— WORK TO BE COMPLETED —
I would like you to return all of the records exactly as they stand.

— Dataset excerpts —
########################################

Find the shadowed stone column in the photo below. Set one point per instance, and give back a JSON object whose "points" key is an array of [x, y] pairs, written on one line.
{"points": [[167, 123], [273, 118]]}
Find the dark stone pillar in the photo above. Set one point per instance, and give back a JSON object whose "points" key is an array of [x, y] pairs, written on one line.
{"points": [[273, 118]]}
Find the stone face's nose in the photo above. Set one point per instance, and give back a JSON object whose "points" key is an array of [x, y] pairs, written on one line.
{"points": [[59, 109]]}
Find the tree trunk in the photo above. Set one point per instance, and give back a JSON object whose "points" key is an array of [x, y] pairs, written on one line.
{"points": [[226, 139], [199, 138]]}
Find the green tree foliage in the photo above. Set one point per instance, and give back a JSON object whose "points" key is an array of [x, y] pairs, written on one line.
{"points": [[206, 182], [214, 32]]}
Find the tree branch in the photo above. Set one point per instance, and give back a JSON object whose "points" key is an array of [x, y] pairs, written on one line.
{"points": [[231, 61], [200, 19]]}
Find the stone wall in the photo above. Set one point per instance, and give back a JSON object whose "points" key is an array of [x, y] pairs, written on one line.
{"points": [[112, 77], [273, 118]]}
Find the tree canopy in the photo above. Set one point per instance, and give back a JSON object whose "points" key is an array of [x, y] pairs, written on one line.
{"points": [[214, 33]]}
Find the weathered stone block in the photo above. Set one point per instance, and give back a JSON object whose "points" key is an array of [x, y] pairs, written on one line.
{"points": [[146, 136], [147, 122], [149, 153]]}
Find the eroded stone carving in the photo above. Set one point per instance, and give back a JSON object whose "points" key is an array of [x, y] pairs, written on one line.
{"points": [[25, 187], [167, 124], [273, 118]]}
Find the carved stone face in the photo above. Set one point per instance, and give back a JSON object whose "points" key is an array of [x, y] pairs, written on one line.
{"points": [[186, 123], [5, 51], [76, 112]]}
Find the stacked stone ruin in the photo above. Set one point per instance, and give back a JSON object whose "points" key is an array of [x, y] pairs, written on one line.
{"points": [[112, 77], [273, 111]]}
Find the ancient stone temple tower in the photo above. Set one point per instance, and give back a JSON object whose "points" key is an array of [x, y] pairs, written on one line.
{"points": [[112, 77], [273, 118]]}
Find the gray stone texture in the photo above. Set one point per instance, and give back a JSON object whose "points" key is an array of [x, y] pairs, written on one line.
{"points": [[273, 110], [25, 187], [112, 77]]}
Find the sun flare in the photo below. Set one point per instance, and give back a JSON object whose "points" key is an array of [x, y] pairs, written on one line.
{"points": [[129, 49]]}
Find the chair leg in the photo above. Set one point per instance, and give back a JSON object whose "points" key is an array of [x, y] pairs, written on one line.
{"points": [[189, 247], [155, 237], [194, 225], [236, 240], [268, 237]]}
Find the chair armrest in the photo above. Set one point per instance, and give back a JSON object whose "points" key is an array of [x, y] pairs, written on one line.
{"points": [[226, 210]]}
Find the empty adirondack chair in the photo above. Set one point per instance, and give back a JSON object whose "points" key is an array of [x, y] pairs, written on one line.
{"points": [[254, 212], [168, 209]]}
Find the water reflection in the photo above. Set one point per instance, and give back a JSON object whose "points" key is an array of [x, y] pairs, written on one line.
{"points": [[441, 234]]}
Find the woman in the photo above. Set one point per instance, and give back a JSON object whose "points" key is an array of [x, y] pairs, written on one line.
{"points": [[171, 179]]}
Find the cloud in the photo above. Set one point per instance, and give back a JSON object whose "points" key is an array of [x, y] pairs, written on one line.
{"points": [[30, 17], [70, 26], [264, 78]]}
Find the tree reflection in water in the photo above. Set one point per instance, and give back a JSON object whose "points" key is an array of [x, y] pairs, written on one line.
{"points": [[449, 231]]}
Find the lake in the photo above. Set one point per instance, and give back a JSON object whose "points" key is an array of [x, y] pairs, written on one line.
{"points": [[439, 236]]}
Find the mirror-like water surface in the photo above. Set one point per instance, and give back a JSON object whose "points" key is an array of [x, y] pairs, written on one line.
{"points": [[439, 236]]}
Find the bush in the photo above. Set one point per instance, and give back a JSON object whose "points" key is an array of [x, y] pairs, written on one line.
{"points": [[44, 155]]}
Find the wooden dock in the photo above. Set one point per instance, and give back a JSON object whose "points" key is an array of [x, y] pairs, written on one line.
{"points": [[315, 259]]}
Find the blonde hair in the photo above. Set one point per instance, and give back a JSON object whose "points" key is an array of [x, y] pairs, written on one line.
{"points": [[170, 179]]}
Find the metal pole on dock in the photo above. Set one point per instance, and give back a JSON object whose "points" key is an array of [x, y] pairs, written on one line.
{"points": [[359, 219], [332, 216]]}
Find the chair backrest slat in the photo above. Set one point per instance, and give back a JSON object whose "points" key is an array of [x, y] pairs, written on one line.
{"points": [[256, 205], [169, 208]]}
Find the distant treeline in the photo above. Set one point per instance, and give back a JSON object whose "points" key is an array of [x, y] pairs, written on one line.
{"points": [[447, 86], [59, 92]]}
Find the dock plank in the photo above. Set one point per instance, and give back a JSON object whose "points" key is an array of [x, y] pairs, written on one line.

########################################

— ANSWER SECTION —
Find the shadowed stone column in the photo below. Set one point per instance, and give back a JSON object whose "points" key is an array of [x, y] pairs, written on one line.
{"points": [[167, 123], [273, 118]]}
Find the dark stone pillar in the photo above. Set one point per instance, and give back a JSON object whose "points" key is an array of [x, y] pairs, written on one line.
{"points": [[273, 118]]}
Find the stone face's nose in the photo above. Set one point per instance, and give back a JSON object whose "points" key is an array of [x, y] pairs, written on one line.
{"points": [[59, 109]]}
Find the tree trunk in the photo above. Set one point per instance, and give back a JSON object whose "points" key is an array of [x, y] pairs, written on one line.
{"points": [[226, 139], [199, 138]]}
Find the green tree foliage in the photo above. Set one point per instance, and give back a JSON object whose "points" key is an array of [x, y] pairs, written on one line.
{"points": [[206, 182], [214, 32]]}
Find the tree branch in the photo above. Set one point per instance, and give back a JSON object whose "points" key is an array of [x, y] pairs, written on one line.
{"points": [[231, 61], [200, 19]]}
Find the stone wall in the photo above. Set one point per instance, and give back a JSON object whose "points" key is an array of [x, y] pairs, written on one line.
{"points": [[112, 77], [273, 118]]}
Find the tree canopy in the photo above. Set one point per instance, and give back a JSON object whose "points" key is an array of [x, y] pairs, written on one line.
{"points": [[214, 33]]}
Find the weathered stone block in the photo above. Set one point per instance, and give back a JSON object whose "points" key is an array of [x, y] pairs, written on one line.
{"points": [[146, 136], [147, 122], [149, 153]]}
Find the eroded stone carving in the photo above. Set one point per instance, and give back a JSON object whose "points" key is an array of [x, y] pairs, written on one line.
{"points": [[25, 187], [167, 124], [273, 118]]}
Find the carved stone face in the photo above. Set one point per instance, and give back a JSON object whose "points" key is an array of [x, y] pairs, written on one line.
{"points": [[186, 123], [5, 51], [76, 112]]}
Find the stacked stone ruin in the photo above. Set one point per instance, and give back a JSON object whose "points" key is an array of [x, y] pairs, written on one line.
{"points": [[112, 77], [273, 111]]}
Find the ancient stone temple tower in the photo above. Set one point per instance, and give back a JSON object whose "points" key is an array of [x, y] pairs, written on one line.
{"points": [[112, 77], [273, 118]]}
Find the gray stone texture in the photo above. Set one point per instance, and give back a JSON object whose "points" key is an array of [x, y] pairs, written on one line.
{"points": [[273, 110], [25, 187], [112, 77]]}
Find the sun flare in the photo below. Set one point per instance, and give back a JSON object whose "points" key is an array of [x, y] pairs, written on one line.
{"points": [[129, 49]]}
Find the chair leg in the photo above. Set one point per instance, and give back a JSON object whose "points" key is an array of [x, y] pairs, written on one line.
{"points": [[189, 247], [155, 237], [194, 225], [236, 240], [268, 237]]}
Find the chair armrest in the photo above. Set one point per instance, and give back a JSON object whose "points" key is an array of [x, y] pairs, written on one line.
{"points": [[226, 210]]}
Find the empty adirondack chair in the photo above. Set one point per instance, and give back a JSON object whose "points" key is an array of [x, y] pairs, written on one line.
{"points": [[254, 212], [168, 209]]}
Find the water reflection in the photo above. Set one point per instance, and give back a JSON object whose "points" key is an array of [x, y] pairs, written on one line.
{"points": [[441, 234]]}
Find the woman in the photo above. Set one point per instance, and give back a JSON object whose "points" key is an array of [x, y] pairs, written on one line.
{"points": [[171, 179]]}
Find the cloud in the photo above. Set one point per instance, and give back a JSON object whose "points" key is an array of [x, y] pairs, written on one line.
{"points": [[30, 17], [70, 26], [264, 78]]}
Find the tree reflection in water in the photo above. Set one point per instance, and give back a JSON object whose "points" key is an array of [x, y] pairs, written on one line.
{"points": [[449, 231]]}
Find the lake in the photo above. Set one point per instance, and give back a JSON object whose "points" key is an array of [x, y] pairs, written on one line.
{"points": [[439, 236]]}
Find the mirror-like water surface in the photo above. Set one point per instance, and give back a JSON object whose "points" key is an array of [x, y] pairs, written on one line.
{"points": [[439, 236]]}
Find the bush in the photo above. Set one point per instance, and give back a JSON object whose "points" key is an array of [x, y] pairs, written on one line.
{"points": [[44, 155]]}
Find the wooden dock in the photo above. Set one point per instance, and give back a JSON object whose "points" key is an array of [x, y] pairs, written on one line.
{"points": [[315, 259]]}
Find the blonde hair in the photo above. Set one point per instance, and give back a JSON object whose "points" key is an array of [x, y] pairs, written on one line.
{"points": [[170, 179]]}
Find the metal pole on dock in the photo above. Set one point per instance, and give back a JSON object whose "points" key is an array of [x, y] pairs, written on one line.
{"points": [[359, 219], [332, 216]]}
Find the chair backrest slat in the photo above. Set one point per instance, and give back a JSON object whose "points" key is an array of [x, y] pairs, written on one line.
{"points": [[256, 205], [169, 208]]}
Find the distant treeline in the photo above. Set one point per instance, and give back a JSON object whose "points" key is an array of [x, y] pairs, written on one line.
{"points": [[447, 86], [59, 92]]}
Find the dock plank in the photo above. Set one point per instance, and give back a JSON object whose "points" key is an array of [x, y] pairs, written on one line.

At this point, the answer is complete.